Records from a collection
+++++

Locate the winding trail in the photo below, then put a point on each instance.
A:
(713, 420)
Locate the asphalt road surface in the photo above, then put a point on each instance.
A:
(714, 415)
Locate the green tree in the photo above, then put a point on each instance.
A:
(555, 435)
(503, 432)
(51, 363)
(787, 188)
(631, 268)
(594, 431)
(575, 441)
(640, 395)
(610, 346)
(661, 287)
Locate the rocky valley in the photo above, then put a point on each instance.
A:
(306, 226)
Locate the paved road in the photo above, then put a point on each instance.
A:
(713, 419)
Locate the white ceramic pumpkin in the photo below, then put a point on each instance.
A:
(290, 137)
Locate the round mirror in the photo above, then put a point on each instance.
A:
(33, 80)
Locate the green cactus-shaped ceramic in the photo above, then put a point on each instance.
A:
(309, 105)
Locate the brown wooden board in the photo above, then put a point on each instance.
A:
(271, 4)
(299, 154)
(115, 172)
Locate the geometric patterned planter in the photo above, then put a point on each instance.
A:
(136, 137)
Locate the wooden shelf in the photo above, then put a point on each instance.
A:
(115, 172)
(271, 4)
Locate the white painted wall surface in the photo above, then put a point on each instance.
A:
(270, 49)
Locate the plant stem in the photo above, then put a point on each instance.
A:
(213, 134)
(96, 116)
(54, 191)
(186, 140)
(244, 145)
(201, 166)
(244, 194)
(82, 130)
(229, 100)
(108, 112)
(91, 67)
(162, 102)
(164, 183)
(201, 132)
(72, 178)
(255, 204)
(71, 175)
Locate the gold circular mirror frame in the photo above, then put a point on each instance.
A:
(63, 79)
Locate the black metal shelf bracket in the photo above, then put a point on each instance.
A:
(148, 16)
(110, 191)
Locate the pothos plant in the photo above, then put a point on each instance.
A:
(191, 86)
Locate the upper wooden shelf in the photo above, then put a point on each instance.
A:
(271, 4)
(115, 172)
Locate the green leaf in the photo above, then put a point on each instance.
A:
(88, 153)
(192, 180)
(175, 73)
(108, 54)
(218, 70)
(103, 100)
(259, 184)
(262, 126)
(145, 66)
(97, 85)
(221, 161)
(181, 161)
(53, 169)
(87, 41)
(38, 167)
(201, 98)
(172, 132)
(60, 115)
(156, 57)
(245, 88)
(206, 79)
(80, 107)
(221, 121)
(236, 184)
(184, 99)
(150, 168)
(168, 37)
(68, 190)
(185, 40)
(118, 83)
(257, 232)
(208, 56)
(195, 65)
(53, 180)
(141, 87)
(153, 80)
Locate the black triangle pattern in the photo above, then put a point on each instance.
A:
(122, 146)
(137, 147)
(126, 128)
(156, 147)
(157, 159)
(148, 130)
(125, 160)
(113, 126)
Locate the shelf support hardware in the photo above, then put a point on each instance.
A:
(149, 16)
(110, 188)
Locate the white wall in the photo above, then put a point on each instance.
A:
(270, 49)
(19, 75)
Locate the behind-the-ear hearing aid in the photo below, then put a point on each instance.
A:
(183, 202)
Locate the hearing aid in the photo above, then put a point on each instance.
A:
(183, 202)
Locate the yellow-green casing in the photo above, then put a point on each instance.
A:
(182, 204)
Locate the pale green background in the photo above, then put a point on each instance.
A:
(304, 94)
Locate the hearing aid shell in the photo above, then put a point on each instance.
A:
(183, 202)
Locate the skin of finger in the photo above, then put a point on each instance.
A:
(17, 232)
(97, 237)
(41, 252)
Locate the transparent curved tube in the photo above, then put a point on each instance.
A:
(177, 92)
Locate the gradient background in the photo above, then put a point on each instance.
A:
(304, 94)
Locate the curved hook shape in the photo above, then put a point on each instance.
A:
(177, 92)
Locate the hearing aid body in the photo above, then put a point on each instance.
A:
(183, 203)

+++++

• Your instructions
Print all of the lines above again, word for word, without changing anything.

• Expected answer
Locate the winding trail in the photo below, then put a point on each instance.
A:
(713, 420)
Locate the asphalt road surface in the photo above, then put a point on each instance.
A:
(714, 415)
Locate the green tree in the photo above, then put a point on each instance.
A:
(555, 435)
(503, 432)
(51, 363)
(787, 188)
(631, 268)
(594, 431)
(575, 441)
(640, 395)
(610, 346)
(661, 287)
Locate the rocky valley in the photo above, then put a point on each instance.
A:
(306, 226)
Locate the paved road in the photo above, then put a point on each instance.
A:
(713, 419)
Locate the white ceramic pumpkin in the photo below, then put a point on each instance.
A:
(290, 137)
Locate the round mirror in the photo above, then put a point on each instance.
A:
(33, 80)
Locate the green cactus-shaped ceramic in the photo above, then put a point on each instance.
A:
(309, 105)
Locate the brown wooden board in the photo above, then put a point on each instance.
A:
(271, 4)
(299, 154)
(115, 172)
Locate the geometric patterned planter in the photo above, then put a point on each instance.
A:
(136, 137)
Locate the wooden shelf in the photo above, then put a point on each instance.
A:
(115, 172)
(271, 4)
Locate the white painted wall surface in the photo above, then put a point on each instance.
A:
(270, 49)
Locate the plant stem in the photo above, then put a point on each instance.
A:
(213, 134)
(96, 116)
(54, 191)
(186, 140)
(244, 145)
(201, 166)
(244, 194)
(82, 130)
(229, 100)
(108, 112)
(91, 67)
(162, 102)
(164, 183)
(201, 132)
(72, 178)
(255, 204)
(71, 175)
Locate the gold circular mirror frame in the photo above, then put a point on each instance.
A:
(63, 79)
Locate the black metal shelf bracket in the photo above, then put a point on each instance.
A:
(148, 16)
(110, 191)
Locate the pothos plant in the photo above, then put a point on each instance.
A:
(191, 86)
Locate the upper wooden shelf in the photo above, then put a point on each instance.
A:
(271, 4)
(115, 172)
Locate the green leaf in the photo above, then put a point on each instance.
A:
(88, 153)
(192, 180)
(175, 73)
(108, 54)
(218, 70)
(103, 100)
(259, 184)
(262, 126)
(145, 66)
(97, 85)
(221, 161)
(181, 161)
(53, 169)
(87, 41)
(38, 167)
(201, 98)
(172, 132)
(60, 115)
(156, 57)
(245, 88)
(206, 79)
(80, 107)
(221, 121)
(236, 184)
(184, 99)
(150, 168)
(168, 37)
(68, 190)
(185, 40)
(118, 83)
(257, 232)
(208, 56)
(195, 65)
(53, 180)
(141, 87)
(153, 80)
Locate the black triangle pattern in the photo above, then put a point on each instance.
A:
(122, 146)
(137, 147)
(126, 128)
(156, 147)
(157, 159)
(148, 130)
(125, 160)
(113, 126)
Locate the shelf support hardware in the photo above, then put a point on each instance.
A:
(149, 16)
(110, 188)
Locate the white wall in the photo above, then put a point on each instance.
A:
(270, 49)
(19, 75)
Locate the behind-the-ear hearing aid in the photo below, then put a point on each instance.
A:
(183, 202)
Locate the hearing aid in the photo above, then put a point on each instance.
A:
(183, 202)
Locate the yellow-green casing in the photo above, then put a point on each instance.
A:
(182, 204)
Locate the pale green background in the photo above, then put a point on each instance.
A:
(304, 94)
Locate the hearing aid shell in the photo above, then put a point on each instance.
A:
(183, 202)
Locate the skin of finger in the photo above, then put a point on each instance.
A:
(17, 232)
(97, 237)
(41, 252)
Locate the transparent curved tube in the photo above, then put a point on each instance.
A:
(177, 92)
Locate the gradient background in the photo above, then put a point on each instance.
A:
(304, 94)
Locate the curved hook shape in the photo above, then put a point on each instance.
A:
(177, 92)
Locate the hearing aid body in the photo above, then put a point on each instance.
A:
(183, 203)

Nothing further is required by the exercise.